Data for this task Block Start

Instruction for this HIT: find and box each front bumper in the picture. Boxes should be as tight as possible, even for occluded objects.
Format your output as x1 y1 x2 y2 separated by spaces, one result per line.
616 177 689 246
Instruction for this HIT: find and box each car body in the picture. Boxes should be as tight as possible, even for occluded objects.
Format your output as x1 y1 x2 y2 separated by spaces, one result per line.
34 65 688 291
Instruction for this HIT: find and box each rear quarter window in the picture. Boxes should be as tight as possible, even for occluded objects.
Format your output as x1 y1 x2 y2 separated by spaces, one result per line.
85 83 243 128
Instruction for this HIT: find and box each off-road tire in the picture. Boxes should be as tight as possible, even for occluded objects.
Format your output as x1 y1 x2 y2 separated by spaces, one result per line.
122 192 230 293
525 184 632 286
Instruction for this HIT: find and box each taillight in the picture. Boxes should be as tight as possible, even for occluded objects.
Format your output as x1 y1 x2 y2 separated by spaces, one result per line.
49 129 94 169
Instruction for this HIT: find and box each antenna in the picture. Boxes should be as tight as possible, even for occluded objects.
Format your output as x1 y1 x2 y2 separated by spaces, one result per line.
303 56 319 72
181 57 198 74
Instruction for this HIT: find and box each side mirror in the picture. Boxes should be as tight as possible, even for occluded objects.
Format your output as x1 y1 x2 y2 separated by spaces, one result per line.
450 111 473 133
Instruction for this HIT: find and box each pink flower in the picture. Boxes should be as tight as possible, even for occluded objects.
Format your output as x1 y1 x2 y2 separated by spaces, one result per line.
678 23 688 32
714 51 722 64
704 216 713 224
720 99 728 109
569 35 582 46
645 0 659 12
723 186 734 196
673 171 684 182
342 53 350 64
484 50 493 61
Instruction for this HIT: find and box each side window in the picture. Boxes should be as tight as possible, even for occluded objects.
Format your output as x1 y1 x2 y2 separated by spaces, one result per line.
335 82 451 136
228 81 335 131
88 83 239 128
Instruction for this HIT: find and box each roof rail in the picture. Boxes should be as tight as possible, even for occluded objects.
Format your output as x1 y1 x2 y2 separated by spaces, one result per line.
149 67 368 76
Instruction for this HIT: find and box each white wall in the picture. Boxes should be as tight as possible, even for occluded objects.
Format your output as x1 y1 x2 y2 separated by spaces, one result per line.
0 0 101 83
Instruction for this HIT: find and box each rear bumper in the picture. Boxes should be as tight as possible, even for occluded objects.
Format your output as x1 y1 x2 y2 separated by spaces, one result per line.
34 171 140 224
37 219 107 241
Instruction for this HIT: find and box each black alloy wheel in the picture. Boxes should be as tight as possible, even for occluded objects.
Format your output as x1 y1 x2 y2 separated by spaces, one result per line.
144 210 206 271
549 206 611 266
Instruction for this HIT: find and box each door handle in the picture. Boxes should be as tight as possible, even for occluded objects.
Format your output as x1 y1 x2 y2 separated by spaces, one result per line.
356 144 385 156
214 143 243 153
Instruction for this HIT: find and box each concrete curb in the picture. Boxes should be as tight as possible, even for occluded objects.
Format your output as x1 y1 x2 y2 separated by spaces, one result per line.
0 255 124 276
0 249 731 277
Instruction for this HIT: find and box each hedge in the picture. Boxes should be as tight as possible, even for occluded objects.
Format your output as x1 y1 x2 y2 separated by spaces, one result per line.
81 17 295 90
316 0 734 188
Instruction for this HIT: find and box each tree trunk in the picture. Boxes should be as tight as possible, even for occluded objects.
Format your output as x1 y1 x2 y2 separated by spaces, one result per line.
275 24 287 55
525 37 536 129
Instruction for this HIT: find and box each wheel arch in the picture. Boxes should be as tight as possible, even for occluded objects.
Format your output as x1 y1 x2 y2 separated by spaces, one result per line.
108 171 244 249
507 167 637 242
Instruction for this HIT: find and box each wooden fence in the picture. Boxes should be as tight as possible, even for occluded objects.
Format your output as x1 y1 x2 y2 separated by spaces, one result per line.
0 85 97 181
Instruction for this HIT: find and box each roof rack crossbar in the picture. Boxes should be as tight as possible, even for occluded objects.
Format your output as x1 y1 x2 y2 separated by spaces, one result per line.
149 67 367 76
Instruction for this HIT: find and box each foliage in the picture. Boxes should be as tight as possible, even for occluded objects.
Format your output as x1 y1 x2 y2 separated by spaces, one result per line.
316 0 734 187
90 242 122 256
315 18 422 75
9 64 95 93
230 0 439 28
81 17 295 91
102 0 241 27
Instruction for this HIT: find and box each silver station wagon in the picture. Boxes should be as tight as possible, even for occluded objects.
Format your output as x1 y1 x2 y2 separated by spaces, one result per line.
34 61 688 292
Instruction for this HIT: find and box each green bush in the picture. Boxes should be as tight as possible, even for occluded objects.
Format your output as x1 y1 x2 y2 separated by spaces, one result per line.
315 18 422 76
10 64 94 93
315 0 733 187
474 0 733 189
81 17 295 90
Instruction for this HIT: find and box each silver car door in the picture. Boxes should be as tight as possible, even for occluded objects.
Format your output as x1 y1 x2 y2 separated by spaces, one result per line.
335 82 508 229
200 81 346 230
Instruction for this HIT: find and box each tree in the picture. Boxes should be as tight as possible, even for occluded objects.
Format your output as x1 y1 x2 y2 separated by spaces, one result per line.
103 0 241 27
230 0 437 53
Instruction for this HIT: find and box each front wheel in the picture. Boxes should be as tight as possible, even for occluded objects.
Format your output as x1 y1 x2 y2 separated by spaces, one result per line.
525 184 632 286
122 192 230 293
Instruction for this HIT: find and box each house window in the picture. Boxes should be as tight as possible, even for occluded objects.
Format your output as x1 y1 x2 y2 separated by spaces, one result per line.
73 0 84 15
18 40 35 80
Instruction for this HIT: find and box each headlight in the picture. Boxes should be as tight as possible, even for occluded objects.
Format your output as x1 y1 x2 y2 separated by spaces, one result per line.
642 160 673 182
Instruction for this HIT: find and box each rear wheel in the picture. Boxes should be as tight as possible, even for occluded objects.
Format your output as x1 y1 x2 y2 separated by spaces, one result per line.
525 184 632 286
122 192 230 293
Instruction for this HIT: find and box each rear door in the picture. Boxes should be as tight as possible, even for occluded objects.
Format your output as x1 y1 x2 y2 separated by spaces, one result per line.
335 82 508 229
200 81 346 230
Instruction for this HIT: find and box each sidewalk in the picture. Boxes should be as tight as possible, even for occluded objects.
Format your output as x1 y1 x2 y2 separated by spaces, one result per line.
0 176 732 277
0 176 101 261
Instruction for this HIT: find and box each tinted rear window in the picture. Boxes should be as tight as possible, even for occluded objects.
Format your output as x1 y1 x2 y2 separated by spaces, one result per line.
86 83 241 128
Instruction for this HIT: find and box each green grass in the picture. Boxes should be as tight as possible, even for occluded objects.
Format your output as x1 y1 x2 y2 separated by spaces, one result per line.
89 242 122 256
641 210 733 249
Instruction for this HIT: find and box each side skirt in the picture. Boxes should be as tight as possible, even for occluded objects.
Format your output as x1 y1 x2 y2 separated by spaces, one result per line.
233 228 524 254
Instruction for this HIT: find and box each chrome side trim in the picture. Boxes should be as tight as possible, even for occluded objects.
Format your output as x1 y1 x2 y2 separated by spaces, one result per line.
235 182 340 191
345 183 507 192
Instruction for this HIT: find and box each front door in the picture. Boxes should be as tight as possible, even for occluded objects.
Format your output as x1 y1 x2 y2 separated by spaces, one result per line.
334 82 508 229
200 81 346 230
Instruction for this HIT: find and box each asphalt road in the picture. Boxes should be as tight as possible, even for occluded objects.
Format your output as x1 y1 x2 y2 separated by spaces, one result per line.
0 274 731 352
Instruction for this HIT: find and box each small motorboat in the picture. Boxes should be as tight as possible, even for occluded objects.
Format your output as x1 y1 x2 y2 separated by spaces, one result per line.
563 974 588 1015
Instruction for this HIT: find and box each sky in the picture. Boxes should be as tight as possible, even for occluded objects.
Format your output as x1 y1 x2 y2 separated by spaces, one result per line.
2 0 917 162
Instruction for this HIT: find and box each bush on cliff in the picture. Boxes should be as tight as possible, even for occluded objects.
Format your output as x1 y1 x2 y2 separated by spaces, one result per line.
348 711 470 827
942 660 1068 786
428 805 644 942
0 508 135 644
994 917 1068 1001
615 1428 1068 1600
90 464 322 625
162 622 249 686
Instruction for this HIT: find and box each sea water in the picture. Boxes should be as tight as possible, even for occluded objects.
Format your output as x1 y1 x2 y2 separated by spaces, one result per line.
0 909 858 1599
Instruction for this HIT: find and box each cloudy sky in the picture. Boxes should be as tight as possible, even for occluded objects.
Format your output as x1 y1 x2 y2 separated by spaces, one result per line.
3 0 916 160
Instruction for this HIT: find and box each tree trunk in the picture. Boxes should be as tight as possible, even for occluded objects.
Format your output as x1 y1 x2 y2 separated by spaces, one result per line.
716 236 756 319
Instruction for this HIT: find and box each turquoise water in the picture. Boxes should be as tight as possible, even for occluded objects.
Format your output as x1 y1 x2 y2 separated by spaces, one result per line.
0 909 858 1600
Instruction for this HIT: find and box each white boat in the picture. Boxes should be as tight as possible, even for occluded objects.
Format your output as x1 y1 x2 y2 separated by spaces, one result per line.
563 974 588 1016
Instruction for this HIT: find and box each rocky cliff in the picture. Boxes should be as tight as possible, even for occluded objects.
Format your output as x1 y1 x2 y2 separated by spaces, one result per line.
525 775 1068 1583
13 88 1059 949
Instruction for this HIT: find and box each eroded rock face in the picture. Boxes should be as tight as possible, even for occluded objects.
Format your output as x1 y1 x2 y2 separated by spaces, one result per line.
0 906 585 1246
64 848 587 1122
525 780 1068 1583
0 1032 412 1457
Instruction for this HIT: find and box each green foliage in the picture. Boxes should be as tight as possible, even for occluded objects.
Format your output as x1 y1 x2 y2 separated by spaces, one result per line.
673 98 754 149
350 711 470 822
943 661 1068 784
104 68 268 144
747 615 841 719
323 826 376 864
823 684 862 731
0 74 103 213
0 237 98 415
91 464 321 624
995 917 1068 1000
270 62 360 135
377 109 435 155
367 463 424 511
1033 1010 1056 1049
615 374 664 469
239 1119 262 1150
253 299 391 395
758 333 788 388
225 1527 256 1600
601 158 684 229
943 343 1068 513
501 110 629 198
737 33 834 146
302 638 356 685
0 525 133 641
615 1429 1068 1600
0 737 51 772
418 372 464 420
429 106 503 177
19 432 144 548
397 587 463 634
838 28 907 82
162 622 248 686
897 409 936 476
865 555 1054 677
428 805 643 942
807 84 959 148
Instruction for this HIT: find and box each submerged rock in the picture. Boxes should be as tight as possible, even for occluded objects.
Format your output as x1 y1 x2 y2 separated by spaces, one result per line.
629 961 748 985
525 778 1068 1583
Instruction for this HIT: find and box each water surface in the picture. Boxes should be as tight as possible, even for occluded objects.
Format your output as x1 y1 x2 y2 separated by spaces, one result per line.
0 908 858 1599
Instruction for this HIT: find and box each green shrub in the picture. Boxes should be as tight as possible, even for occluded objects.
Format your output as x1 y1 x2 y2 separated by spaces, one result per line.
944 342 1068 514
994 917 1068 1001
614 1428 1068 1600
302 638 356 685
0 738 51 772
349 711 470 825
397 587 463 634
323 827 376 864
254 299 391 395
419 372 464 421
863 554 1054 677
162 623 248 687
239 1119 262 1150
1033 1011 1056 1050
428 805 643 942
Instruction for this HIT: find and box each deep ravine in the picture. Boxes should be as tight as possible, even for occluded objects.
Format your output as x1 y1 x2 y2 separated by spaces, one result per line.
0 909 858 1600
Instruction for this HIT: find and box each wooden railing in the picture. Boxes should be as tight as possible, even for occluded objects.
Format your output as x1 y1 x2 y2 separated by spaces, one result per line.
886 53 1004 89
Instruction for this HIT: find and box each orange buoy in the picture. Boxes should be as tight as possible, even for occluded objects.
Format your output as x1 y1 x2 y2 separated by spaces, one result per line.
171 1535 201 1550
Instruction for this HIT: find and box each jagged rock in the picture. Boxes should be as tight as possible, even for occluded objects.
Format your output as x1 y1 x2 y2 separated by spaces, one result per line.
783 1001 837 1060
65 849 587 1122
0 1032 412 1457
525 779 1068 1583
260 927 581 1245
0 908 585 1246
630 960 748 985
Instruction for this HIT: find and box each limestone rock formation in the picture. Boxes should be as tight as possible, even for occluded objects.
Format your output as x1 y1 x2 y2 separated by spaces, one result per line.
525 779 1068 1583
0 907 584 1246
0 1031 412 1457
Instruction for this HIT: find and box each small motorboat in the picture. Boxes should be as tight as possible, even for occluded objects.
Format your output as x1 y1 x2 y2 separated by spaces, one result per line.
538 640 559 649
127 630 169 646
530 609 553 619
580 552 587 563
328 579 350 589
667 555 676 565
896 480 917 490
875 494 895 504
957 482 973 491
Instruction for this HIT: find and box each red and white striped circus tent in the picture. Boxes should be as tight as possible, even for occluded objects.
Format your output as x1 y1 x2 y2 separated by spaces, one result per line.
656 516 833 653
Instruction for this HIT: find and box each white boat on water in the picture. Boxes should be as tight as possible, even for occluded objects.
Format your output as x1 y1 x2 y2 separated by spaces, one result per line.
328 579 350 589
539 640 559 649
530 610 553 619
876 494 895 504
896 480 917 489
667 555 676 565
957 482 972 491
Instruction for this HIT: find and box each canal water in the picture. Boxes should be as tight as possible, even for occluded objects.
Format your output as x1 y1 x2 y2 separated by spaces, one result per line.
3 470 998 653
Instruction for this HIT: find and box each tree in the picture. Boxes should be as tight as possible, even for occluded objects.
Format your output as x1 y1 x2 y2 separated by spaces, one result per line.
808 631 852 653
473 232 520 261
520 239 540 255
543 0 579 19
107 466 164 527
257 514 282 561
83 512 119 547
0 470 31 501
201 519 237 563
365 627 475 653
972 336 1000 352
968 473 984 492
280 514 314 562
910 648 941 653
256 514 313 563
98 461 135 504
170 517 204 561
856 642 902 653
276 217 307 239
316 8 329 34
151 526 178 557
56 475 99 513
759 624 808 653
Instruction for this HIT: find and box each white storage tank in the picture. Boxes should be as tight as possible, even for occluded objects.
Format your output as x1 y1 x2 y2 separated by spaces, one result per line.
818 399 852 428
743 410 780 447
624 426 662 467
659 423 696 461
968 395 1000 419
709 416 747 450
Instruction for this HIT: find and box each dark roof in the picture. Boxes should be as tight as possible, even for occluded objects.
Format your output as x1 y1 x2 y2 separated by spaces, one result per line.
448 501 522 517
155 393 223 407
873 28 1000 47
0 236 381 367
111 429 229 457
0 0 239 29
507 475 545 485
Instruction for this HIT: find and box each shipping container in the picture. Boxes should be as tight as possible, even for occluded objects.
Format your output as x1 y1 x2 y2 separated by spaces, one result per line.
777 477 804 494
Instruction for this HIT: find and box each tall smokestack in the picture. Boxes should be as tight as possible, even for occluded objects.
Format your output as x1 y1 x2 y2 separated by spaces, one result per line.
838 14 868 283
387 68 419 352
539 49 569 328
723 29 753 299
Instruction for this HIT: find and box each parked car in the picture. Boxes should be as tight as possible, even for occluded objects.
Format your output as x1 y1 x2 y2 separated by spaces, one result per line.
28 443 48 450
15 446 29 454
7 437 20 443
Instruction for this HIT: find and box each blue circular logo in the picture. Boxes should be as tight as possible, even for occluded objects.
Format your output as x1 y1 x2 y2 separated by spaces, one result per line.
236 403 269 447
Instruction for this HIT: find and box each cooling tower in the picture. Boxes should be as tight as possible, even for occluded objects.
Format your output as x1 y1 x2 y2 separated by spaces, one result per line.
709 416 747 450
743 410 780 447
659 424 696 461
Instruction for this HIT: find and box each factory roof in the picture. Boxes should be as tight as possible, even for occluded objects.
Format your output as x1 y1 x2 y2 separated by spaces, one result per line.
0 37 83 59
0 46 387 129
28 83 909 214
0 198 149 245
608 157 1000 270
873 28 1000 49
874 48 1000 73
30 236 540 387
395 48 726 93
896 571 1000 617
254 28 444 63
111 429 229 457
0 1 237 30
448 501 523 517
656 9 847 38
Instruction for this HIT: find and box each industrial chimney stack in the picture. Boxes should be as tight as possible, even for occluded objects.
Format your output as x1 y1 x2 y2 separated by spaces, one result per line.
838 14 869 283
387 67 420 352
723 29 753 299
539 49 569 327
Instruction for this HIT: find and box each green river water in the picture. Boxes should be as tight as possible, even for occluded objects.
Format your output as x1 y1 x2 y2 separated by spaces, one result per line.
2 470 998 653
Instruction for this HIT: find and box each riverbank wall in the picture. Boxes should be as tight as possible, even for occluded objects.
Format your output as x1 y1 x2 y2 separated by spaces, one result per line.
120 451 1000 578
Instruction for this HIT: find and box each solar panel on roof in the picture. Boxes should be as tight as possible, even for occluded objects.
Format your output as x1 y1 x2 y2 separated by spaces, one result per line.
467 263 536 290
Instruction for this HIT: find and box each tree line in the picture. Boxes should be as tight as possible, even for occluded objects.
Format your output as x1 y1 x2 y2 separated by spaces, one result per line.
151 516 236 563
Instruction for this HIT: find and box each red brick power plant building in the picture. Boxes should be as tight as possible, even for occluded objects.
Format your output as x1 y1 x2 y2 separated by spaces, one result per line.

Data for this task Block End

What you need to do:
The lines from the beginning of the records through the line containing "Instruction for this HIT: find and box each car" should be reproduced exactly. Include nothing else.

Result of this exercise:
Instruction for this HIT: find and box each front bumper in the picture. Boxes should be as tight as possible, even for occluded objects.
Format your output as x1 y1 x2 y2 separated by spaces, one result per line.
616 177 689 246
Instruction for this HIT: find and box each car body in the picture. Boxes should be as tight as possible, even for occluded objects.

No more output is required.